Two days ago I tried calling my new internet provider and I was definitely not the only one with the same idea.
After a few minutes on hold I hung up and sent them an e-mail. Their customer service still hasn’t replied.
I’m considering a different internet provider now. They have no idea about my sentiment of course.
This reminded me of a story from the second world war.

Armouring planes

During WWII the navy tried to figure out at which spots to armour their planes.
Too much armour would make the planes too heavy, so it was important to make some choices here.
In order to make a good choice they started mapping where all the bullet holes were in the planes that returned from combat.

They found that most bullet holes would be in the tips of the wings, the tailwings and the mid-section of the plane.
At first sight, those were the spots that would need reinforcement.
Adam Wald, a statistician, would disagree. Mister Wald was smart enough to ask where the missing holes went.
After a while the answer started to dawn on his teammates.
The missing bullet holes were in the other planes, the ones that didn’t return from combat!

The navy thought they were analysing where their planes would be hit most often.
Instead, they were analysing which bullet holes did not result in planes crashing down.
I don’t need to explain where they added the extra armour!
The phenomenon later became known as survivorship bias.

Places without bullet holes would not be armored

What you see vs. what you don’t see in your data

If you’re in customer service, especially within workforce management, you probably at some point tried to analyse what wait times would be acceptable to your customers.

+---+

PROBLEM DESCRIPTION = Write the next few sentences of the survivorship bias piece above, picking up right after its final sentence about acceptable wait times.

SUPPLIED MATERIAL =

+---+

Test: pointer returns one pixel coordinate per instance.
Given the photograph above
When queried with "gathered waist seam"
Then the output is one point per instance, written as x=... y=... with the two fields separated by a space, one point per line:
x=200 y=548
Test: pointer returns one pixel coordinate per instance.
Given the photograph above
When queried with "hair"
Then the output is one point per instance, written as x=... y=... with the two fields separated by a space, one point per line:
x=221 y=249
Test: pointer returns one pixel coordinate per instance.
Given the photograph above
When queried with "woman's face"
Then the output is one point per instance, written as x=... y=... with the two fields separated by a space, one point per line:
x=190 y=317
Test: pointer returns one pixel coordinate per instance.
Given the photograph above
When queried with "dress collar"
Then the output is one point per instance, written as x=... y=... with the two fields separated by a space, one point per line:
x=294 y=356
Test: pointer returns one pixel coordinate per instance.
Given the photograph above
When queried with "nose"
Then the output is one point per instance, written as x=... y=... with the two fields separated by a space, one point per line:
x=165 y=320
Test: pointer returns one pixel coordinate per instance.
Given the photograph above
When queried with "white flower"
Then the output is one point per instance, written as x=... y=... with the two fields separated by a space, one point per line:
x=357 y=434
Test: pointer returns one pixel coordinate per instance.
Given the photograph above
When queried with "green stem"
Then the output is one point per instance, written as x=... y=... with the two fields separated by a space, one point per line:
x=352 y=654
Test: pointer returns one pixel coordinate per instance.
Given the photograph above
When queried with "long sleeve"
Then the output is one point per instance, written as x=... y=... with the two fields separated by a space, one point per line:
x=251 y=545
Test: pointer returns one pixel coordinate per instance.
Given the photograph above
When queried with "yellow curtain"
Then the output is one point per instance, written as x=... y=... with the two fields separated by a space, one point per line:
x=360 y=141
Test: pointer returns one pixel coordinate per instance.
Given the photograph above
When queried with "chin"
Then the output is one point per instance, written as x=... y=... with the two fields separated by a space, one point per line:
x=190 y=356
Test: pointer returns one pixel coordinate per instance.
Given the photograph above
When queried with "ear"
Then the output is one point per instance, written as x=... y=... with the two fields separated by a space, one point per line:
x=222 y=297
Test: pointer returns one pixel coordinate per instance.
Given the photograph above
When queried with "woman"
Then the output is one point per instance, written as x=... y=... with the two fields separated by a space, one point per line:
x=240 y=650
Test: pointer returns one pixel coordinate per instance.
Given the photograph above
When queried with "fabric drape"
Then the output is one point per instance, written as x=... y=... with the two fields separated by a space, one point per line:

+---+

ANSWER TO THIS PROBLEM =
It is considered good practice to plot waiting times against customer satisfaction metrics, in order to find the sweet spot.

Below plot is an example of to illustrate this.
This is a scatter plot of wait times in minutes against customer satisfaction at a doctor’s office. (read the full article here)

Conclusions

The takeaway from this plot could be that there’s a sweet spot between 10 and 20 minutes wait time.
This would minimise idle time for the doctor himself and not test the patients patience too much.
Also, more than 20 minutes of wait time would definitely be undesirable.

But what about the customers that avoid seeing the doctor all together, because of the anticipated wait times?
And where would these chaps go when there’s a new doctor in town that advertises zero wait times?
A study by Arise figures that 13% of respondents does not find any wait time in customer service acceptable at all.
A total of 16% already does not even bother trying to call customer service anymore:

So how much would gaining 16% market share be worth to your company?